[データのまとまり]
++++++++++

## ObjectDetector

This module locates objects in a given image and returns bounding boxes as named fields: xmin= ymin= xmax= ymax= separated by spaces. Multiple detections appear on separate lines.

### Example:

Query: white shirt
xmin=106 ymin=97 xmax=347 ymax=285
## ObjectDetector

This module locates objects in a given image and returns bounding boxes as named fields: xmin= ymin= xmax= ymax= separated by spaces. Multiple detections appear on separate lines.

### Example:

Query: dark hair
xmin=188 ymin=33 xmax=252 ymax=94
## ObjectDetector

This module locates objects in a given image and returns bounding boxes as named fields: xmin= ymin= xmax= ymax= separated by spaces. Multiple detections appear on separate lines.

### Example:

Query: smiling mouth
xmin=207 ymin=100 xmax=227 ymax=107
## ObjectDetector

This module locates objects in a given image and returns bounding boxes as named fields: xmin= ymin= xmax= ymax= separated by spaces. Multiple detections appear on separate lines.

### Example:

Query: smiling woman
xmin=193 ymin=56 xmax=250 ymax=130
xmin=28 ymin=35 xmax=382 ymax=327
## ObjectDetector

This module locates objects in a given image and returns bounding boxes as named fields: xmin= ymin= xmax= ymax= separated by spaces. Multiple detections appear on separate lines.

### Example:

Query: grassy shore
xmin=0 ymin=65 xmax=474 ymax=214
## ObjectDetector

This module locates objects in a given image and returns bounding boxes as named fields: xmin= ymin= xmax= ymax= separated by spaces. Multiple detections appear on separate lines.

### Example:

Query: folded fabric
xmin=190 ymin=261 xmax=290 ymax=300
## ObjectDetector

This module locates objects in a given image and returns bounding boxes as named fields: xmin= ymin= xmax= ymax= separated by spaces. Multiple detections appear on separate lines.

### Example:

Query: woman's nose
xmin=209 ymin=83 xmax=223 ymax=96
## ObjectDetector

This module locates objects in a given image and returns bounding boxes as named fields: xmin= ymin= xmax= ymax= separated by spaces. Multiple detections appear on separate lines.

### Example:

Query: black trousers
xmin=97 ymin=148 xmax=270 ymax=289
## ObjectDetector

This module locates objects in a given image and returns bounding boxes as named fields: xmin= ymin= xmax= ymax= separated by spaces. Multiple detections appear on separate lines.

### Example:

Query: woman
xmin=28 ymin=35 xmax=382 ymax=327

++++++++++

課題の目的: 上のデータの先頭から「xmin=106 ymin=97 xmax=347 ymax=285」を含む行まで、すべての行をそのまま書き写してください。

解答例:
## ObjectDetector

This module locates objects in a given image and returns bounding boxes as named fields: xmin= ymin= xmax= ymax= separated by spaces. Multiple detections appear on separate lines.

### Example:

Query: white shirt
xmin=106 ymin=97 xmax=347 ymax=285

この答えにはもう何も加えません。